**WHAT YOU HAVE TO DO:** Which lines in the listing below contain the word "foliage"? Gather every one of them.

**DATA SHOWN:**

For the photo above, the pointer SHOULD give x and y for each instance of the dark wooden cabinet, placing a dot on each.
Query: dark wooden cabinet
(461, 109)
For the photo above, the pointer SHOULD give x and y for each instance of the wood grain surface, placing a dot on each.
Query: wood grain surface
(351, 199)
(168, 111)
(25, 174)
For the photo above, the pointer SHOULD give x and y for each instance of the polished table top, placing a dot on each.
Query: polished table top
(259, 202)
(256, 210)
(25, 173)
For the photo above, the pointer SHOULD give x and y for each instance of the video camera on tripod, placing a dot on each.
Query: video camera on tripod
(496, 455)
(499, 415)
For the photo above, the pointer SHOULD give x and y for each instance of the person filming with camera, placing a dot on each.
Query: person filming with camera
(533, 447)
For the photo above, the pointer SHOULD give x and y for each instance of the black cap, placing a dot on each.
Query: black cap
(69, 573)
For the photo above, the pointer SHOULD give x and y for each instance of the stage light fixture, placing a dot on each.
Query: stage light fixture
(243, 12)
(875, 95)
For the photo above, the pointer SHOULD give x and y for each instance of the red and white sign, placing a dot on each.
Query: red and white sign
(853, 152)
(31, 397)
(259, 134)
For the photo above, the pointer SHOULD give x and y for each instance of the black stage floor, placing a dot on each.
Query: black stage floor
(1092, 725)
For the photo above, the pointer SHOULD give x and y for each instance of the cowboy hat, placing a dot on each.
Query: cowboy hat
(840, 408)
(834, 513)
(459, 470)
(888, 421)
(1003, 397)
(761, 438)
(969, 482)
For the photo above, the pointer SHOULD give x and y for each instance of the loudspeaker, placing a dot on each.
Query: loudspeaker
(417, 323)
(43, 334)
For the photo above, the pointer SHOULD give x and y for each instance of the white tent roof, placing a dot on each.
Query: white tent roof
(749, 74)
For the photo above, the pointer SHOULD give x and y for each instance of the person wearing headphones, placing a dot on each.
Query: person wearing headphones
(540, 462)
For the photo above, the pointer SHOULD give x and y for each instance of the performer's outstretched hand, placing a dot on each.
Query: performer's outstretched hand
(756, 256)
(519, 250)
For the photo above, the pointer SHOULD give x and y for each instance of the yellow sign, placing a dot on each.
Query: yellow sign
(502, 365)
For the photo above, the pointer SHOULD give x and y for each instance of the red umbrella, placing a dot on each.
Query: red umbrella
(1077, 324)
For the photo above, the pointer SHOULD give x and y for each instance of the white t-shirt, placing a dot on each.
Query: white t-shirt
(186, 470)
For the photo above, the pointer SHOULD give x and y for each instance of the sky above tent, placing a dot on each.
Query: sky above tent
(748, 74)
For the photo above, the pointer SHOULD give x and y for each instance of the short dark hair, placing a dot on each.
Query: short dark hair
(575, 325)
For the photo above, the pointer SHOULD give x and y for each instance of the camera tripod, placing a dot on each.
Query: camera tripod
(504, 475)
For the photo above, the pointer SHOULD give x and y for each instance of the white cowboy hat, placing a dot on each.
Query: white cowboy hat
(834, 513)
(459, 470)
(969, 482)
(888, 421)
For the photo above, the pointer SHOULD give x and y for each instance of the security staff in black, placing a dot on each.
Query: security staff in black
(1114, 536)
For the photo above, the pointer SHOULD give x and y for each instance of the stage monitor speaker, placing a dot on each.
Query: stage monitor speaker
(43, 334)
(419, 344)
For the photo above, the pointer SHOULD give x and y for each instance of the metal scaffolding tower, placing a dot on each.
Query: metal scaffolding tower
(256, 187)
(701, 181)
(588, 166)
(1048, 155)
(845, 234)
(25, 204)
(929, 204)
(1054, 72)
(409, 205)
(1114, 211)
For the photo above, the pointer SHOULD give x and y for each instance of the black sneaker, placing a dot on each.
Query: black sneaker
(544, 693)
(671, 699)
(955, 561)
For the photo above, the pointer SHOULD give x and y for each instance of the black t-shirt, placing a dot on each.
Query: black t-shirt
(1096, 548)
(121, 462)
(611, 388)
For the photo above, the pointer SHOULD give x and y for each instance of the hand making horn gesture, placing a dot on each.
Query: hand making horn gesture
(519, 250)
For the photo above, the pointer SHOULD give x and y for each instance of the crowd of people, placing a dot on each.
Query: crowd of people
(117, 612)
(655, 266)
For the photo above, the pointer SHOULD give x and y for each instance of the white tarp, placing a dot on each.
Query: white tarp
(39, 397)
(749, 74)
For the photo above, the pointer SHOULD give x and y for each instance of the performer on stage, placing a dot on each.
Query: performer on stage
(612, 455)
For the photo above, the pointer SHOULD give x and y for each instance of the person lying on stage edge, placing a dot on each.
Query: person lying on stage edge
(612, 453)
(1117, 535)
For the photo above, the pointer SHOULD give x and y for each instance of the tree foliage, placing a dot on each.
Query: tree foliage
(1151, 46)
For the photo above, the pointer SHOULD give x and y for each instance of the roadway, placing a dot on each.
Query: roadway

* * *

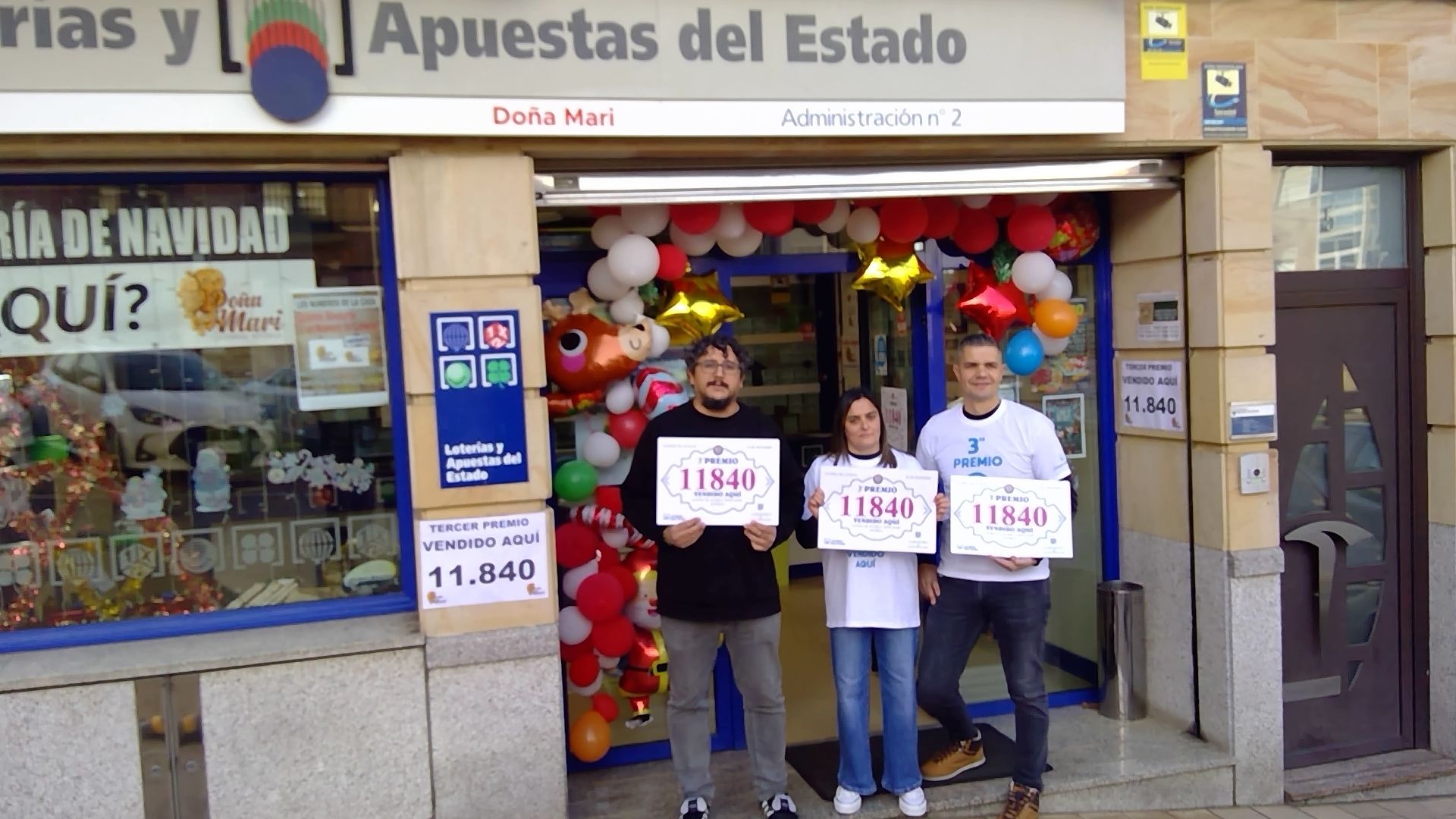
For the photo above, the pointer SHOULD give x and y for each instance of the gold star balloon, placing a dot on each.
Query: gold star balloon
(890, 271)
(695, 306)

==

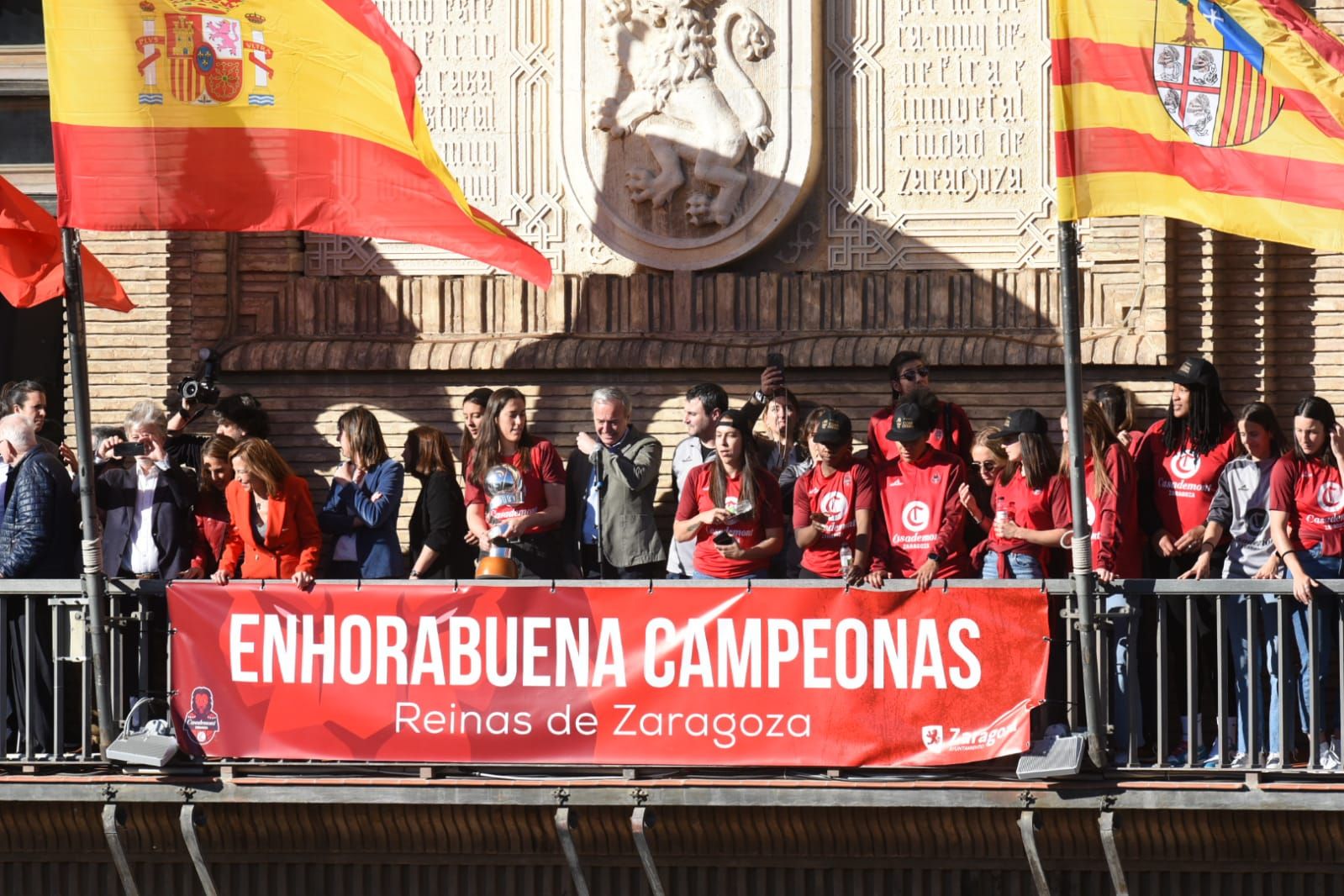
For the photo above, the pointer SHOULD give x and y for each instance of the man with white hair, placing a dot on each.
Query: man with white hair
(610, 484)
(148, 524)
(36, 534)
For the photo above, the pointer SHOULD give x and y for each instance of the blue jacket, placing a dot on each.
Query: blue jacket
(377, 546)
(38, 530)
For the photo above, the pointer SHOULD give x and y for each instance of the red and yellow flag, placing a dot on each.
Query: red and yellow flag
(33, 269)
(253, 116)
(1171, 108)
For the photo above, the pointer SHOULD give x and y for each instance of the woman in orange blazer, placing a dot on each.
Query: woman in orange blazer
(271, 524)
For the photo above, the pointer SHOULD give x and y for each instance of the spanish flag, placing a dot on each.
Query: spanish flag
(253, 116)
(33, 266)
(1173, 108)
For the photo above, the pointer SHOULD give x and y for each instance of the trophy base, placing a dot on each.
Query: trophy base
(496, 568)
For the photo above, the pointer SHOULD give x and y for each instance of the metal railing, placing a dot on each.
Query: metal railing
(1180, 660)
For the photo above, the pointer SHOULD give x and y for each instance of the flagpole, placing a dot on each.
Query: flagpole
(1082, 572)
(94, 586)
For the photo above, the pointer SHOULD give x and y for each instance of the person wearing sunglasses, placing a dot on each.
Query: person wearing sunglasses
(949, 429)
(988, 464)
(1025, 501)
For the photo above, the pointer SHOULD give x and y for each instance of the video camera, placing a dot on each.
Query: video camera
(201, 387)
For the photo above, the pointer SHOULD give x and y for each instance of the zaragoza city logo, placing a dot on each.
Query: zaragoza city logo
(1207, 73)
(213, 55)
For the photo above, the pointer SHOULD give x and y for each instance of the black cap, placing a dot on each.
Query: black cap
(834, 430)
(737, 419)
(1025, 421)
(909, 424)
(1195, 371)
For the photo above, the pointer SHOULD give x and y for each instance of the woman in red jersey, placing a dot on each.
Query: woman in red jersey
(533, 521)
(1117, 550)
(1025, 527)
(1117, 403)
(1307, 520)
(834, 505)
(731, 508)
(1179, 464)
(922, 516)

**OUTPUT BELOW:**
For the photo above, the pointer SHOULD give x and y for each instance of the tree foliage, placing a dot on each.
Query: tree foliage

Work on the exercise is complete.